[Start of section]
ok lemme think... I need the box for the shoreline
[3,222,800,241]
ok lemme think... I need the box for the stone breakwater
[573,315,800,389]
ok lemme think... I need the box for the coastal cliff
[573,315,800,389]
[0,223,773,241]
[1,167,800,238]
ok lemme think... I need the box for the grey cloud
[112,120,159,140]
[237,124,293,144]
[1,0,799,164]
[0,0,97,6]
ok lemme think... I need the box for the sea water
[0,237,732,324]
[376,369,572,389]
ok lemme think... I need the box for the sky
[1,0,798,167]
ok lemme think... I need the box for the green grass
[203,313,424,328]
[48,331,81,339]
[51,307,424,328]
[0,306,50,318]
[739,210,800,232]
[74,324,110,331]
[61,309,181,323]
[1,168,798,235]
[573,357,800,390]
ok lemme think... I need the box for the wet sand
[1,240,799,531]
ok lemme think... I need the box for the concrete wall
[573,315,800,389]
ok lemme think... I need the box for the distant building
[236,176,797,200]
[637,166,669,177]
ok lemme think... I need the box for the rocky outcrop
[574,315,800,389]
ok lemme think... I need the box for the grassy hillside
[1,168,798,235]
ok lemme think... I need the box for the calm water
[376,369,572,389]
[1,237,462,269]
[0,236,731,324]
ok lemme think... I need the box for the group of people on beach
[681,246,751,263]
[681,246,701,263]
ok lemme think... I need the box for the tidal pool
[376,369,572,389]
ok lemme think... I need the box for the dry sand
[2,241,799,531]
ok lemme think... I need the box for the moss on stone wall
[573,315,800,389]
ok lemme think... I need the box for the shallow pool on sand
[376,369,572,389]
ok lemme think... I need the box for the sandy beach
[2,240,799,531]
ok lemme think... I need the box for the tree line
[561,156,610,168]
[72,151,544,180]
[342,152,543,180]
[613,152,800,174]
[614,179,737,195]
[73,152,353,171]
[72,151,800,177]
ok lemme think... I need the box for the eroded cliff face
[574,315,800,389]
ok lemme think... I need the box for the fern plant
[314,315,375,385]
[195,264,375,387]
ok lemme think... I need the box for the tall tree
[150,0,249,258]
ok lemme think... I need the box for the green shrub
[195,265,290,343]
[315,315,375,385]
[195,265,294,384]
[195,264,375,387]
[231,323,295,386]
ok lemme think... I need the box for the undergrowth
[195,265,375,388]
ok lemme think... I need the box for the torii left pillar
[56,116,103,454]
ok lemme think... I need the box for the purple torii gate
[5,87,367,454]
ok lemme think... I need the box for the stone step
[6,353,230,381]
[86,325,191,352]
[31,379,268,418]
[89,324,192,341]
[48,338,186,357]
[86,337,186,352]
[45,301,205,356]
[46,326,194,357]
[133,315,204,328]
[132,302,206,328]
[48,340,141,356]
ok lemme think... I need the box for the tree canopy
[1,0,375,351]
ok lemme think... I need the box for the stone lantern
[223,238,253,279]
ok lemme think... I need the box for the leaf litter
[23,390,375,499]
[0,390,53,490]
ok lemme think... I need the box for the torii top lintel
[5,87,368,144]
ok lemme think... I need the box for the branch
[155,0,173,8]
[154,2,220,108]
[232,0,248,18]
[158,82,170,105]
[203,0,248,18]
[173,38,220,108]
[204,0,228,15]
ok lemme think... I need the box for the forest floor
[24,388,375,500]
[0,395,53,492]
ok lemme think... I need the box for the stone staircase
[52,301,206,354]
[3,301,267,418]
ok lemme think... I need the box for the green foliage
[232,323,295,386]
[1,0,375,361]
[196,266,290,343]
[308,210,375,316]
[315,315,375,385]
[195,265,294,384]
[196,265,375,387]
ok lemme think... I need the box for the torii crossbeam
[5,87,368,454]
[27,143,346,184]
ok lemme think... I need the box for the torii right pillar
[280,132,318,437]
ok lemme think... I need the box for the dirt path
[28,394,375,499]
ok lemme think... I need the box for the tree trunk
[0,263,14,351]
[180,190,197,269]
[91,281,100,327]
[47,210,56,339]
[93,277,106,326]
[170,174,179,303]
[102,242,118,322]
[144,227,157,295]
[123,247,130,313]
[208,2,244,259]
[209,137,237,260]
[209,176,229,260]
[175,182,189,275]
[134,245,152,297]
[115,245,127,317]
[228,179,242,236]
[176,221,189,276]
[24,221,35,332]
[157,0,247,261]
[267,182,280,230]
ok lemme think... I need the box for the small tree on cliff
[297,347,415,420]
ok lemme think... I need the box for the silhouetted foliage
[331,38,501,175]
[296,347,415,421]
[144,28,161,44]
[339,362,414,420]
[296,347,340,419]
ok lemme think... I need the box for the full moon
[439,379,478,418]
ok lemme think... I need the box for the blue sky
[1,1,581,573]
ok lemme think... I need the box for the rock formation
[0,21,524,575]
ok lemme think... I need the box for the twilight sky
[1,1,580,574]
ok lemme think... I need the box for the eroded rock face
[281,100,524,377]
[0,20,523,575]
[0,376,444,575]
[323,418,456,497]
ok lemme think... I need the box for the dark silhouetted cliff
[End of section]
AIM OF THE EXERCISE:
What is needed is an exact copy of all the data above.

ANSWER SPACE:
ok lemme think... I need the box for the shoreline
[3,222,800,241]
ok lemme think... I need the box for the stone breakwater
[573,315,800,389]
ok lemme think... I need the box for the coastal cliff
[573,315,800,389]
[0,223,773,241]
[1,167,800,238]
ok lemme think... I need the box for the grey cloud
[112,120,159,140]
[237,124,293,144]
[1,0,799,164]
[0,0,97,6]
ok lemme think... I need the box for the sea water
[0,237,732,324]
[376,369,572,389]
ok lemme think... I need the box for the sky
[1,0,798,167]
ok lemme think... I need the box for the green grass
[203,313,424,328]
[48,331,81,339]
[51,307,424,328]
[0,306,50,318]
[739,210,800,232]
[74,324,110,331]
[61,309,181,323]
[1,168,798,235]
[573,357,800,390]
ok lemme think... I need the box for the wet sand
[1,240,799,531]
ok lemme think... I need the box for the concrete wall
[573,315,800,389]
ok lemme think... I need the box for the distant building
[236,176,797,200]
[637,166,669,177]
ok lemme think... I need the box for the rocky outcrop
[574,315,800,389]
ok lemme think... I need the box for the grassy hillside
[1,168,798,235]
ok lemme think... I need the box for the calm water
[376,369,572,389]
[1,237,462,269]
[0,236,731,324]
ok lemme think... I need the box for the group of people on beach
[681,246,751,263]
[681,246,701,263]
ok lemme think... I need the box for the tidal pool
[376,369,572,389]
ok lemme think... I need the box for the dry sand
[2,241,799,531]
ok lemme think... I need the box for the moss on stone wall
[573,315,800,389]
ok lemme think... I need the box for the shallow pool on sand
[376,369,572,389]
ok lemme think... I need the box for the sandy beach
[2,240,799,531]
ok lemme think... I need the box for the tree line
[561,156,610,168]
[72,151,544,180]
[342,152,543,180]
[613,152,800,174]
[614,179,737,195]
[73,152,353,171]
[72,151,800,177]
ok lemme think... I need the box for the eroded cliff face
[574,315,800,389]
ok lemme think... I need the box for the fern plant
[314,315,375,385]
[195,264,375,387]
ok lemme think... I need the box for the tall tree
[150,0,249,258]
ok lemme think... I need the box for the green shrub
[195,265,290,343]
[315,315,375,385]
[195,265,294,384]
[195,264,375,387]
[231,323,295,386]
ok lemme think... I need the box for the undergrowth
[195,265,375,388]
ok lemme think... I need the box for the torii left pillar
[56,116,103,454]
ok lemme think... I need the box for the purple torii gate
[5,87,367,454]
ok lemme think... I need the box for the stone step
[6,353,230,381]
[86,325,191,352]
[31,379,268,418]
[89,324,192,341]
[48,338,186,357]
[86,337,186,352]
[45,301,205,356]
[46,326,194,357]
[133,315,204,328]
[132,302,206,328]
[48,340,141,356]
ok lemme think... I need the box for the tree canopy
[1,0,375,351]
ok lemme think... I need the box for the stone lantern
[223,238,253,279]
ok lemme think... I need the box for the leaf litter
[23,390,375,499]
[0,390,53,490]
ok lemme think... I need the box for the torii top lintel
[5,87,368,144]
ok lemme think... I need the box for the branch
[155,0,173,8]
[154,2,220,108]
[232,0,248,18]
[158,82,170,105]
[203,0,248,18]
[173,38,220,108]
[204,0,228,15]
ok lemme think... I need the box for the forest floor
[24,388,375,500]
[0,395,53,492]
ok lemme think... I need the box for the stone staircase
[52,301,206,354]
[3,301,267,418]
ok lemme think... I need the box for the green foliage
[232,323,295,386]
[1,0,375,361]
[196,266,290,343]
[308,210,375,316]
[315,315,375,385]
[195,265,294,384]
[196,265,375,387]
ok lemme think... I need the box for the torii crossbeam
[5,87,368,454]
[27,143,346,184]
ok lemme think... I need the box for the torii right pillar
[280,132,318,437]
ok lemme think... I need the box for the dirt path
[28,394,375,499]
ok lemme think... I need the box for the tree trunk
[0,263,14,351]
[180,190,197,269]
[91,281,100,327]
[47,210,56,339]
[93,277,106,326]
[170,174,179,303]
[102,242,118,322]
[144,227,157,295]
[123,247,130,313]
[208,2,244,259]
[209,137,237,260]
[209,176,229,260]
[175,182,189,275]
[134,245,152,297]
[115,245,127,317]
[228,179,242,236]
[176,221,189,276]
[24,221,35,332]
[157,0,247,261]
[267,182,280,230]
ok lemme think... I need the box for the small tree on cliff
[297,347,415,420]
ok lemme think... I need the box for the silhouetted foliage
[331,38,501,175]
[296,347,415,421]
[144,28,161,44]
[339,362,414,420]
[296,347,340,419]
ok lemme think... I need the box for the full moon
[439,379,478,418]
ok lemme think... I need the box for the blue sky
[1,1,581,573]
ok lemme think... I need the box for the rock formation
[0,21,524,575]
ok lemme think... I need the box for the twilight sky
[1,1,580,574]
ok lemme think... I need the box for the eroded rock face
[281,100,524,377]
[0,20,523,575]
[0,376,444,575]
[323,418,456,497]
ok lemme think... I need the box for the dark silhouetted cliff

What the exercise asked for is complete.